▶ [WHAT TO WORK ON]
Print nothing but the lines below starting at the line that holds "If you could indicate the terraced" and ending at the line that holds "point(1054, 822)", including both, each exactly as written.

▶ [DATA PROVIDED]

[Start of section]

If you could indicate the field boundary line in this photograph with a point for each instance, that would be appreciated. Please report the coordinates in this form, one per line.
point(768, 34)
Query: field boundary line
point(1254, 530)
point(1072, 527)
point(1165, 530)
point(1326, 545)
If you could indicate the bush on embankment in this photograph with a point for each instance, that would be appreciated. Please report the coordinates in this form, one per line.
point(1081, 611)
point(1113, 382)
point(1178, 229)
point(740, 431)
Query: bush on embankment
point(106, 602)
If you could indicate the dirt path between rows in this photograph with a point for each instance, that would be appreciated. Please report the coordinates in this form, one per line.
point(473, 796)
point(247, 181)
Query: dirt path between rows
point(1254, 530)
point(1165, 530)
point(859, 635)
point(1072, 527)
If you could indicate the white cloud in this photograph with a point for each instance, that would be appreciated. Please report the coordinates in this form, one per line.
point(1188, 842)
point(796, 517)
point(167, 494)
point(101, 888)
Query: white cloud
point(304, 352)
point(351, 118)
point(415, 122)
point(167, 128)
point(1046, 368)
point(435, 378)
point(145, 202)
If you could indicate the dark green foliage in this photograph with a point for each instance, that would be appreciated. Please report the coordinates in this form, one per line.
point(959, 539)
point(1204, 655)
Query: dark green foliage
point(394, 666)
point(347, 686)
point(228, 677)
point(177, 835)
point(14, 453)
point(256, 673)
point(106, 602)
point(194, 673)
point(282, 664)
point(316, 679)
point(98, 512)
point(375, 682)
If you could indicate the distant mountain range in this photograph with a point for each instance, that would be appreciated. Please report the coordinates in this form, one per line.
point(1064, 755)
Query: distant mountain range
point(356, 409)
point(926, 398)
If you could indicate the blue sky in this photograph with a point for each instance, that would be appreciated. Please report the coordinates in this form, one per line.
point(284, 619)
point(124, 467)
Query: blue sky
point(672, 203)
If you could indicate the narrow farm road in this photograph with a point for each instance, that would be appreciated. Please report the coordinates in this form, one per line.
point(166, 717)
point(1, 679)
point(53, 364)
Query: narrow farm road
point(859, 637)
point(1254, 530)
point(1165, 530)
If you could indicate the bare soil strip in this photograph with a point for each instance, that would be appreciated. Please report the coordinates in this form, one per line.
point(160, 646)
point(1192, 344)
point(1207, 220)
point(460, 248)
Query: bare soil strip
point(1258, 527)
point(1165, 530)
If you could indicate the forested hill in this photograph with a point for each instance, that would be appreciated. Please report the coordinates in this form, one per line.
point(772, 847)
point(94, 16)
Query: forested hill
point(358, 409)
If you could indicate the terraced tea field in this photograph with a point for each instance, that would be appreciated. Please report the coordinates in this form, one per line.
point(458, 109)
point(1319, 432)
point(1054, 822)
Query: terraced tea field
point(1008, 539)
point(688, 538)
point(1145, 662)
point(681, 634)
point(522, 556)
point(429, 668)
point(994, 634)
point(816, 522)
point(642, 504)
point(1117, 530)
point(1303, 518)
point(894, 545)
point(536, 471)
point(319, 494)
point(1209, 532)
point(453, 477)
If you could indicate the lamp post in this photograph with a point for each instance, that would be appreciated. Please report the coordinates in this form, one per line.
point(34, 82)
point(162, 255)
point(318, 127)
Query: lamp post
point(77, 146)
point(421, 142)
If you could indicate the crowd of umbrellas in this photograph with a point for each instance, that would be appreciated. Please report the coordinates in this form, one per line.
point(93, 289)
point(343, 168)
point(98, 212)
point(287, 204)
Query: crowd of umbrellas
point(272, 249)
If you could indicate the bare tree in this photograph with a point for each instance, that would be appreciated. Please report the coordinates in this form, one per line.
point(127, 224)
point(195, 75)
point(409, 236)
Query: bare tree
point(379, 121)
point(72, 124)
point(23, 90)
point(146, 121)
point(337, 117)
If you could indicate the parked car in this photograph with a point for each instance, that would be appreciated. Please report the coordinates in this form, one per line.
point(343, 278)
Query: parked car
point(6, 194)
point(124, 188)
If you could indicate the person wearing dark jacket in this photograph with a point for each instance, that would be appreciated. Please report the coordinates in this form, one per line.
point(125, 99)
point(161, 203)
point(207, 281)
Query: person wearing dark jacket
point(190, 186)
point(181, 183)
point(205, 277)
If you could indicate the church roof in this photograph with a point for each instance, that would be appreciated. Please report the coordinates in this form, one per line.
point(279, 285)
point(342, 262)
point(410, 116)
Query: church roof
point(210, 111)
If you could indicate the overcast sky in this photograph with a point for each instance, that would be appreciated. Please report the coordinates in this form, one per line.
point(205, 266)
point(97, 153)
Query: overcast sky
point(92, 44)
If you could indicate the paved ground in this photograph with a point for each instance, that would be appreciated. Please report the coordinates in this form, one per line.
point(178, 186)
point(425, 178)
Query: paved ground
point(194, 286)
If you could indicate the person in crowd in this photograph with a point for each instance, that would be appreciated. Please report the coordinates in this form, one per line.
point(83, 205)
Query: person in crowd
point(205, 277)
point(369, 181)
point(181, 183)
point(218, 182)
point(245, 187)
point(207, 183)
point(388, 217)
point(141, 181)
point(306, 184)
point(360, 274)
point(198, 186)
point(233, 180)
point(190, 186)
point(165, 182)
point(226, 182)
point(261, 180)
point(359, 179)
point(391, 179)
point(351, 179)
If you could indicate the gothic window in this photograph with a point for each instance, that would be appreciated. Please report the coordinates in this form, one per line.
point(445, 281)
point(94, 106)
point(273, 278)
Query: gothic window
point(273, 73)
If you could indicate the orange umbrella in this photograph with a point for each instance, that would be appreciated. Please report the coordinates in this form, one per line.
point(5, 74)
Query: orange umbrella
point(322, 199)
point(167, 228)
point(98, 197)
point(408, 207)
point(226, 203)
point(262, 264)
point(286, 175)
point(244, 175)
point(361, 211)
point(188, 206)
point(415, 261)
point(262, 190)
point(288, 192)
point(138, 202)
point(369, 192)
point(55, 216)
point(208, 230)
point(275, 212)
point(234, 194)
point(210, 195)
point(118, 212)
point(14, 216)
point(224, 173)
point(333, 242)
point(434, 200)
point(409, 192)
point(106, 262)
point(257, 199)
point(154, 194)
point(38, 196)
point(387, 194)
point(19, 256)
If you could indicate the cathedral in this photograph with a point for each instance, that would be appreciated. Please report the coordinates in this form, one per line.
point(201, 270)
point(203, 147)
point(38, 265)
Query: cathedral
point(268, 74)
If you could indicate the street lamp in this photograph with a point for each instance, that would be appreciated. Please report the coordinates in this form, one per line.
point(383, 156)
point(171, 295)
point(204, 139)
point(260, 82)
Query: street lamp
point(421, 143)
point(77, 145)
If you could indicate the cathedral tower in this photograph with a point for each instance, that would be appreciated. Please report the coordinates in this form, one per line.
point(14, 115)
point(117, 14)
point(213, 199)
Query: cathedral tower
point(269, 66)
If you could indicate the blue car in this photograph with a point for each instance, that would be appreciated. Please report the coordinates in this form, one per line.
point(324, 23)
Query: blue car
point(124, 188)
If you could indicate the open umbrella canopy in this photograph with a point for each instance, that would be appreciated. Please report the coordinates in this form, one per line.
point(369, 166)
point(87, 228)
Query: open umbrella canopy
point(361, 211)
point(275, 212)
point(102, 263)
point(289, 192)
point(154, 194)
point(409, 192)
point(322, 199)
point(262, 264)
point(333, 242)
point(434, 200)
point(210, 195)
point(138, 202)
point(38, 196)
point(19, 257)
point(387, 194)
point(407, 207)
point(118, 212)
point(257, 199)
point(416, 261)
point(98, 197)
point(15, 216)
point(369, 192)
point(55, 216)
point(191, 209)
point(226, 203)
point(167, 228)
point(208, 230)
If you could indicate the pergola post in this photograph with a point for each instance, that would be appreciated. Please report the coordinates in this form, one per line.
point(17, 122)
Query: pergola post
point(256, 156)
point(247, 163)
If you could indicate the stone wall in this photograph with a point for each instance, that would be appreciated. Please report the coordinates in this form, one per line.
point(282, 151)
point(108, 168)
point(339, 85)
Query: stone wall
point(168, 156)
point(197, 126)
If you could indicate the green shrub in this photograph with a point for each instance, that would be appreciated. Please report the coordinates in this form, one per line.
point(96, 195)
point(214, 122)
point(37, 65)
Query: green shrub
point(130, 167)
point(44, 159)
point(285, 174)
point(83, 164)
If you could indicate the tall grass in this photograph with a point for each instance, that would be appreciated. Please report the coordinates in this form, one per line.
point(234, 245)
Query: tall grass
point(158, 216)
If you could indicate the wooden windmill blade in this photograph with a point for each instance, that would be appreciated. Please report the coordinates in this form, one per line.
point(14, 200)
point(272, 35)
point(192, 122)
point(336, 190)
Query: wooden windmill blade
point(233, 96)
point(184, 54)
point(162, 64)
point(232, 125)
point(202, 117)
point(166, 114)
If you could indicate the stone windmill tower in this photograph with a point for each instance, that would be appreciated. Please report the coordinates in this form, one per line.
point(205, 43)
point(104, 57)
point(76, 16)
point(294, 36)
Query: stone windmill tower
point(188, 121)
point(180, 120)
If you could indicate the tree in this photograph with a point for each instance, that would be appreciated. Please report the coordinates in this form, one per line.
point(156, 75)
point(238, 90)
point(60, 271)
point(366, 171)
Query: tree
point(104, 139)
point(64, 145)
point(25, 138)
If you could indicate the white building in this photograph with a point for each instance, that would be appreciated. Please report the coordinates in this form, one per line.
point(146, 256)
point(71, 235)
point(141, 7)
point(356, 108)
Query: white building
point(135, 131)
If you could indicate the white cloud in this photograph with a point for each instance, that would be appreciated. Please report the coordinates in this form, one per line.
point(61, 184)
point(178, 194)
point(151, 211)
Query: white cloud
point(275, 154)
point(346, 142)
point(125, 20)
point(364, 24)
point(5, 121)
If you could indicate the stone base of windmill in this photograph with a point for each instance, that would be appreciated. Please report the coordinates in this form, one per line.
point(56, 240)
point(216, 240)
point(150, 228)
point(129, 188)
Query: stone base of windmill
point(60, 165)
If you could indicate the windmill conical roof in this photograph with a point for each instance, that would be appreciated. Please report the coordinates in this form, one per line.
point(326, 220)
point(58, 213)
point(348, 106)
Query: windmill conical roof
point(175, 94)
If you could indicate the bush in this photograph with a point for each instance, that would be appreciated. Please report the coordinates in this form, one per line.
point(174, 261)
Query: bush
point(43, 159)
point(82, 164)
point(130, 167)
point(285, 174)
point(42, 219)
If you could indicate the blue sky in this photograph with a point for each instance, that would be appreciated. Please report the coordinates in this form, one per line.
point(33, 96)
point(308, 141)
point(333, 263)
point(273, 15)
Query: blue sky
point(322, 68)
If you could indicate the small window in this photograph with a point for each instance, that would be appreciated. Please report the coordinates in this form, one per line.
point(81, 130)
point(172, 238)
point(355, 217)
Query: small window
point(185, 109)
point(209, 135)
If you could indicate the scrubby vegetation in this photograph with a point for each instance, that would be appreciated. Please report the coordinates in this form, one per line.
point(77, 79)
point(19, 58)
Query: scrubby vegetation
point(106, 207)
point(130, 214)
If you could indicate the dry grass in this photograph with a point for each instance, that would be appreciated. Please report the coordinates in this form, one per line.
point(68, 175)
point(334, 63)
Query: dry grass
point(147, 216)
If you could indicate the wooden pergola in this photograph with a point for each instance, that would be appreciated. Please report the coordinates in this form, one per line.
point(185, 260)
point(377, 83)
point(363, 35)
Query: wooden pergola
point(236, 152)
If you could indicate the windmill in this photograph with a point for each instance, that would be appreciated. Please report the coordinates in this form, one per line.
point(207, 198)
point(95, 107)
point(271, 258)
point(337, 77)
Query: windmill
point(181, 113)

[End of section]

▶ [ANSWER TO THE EXERCISE]
If you could indicate the terraced tea field in this photograph with a point for each instance, that would be appreciated. Please report the coordinates in this form, one per line.
point(458, 109)
point(1319, 432)
point(1054, 822)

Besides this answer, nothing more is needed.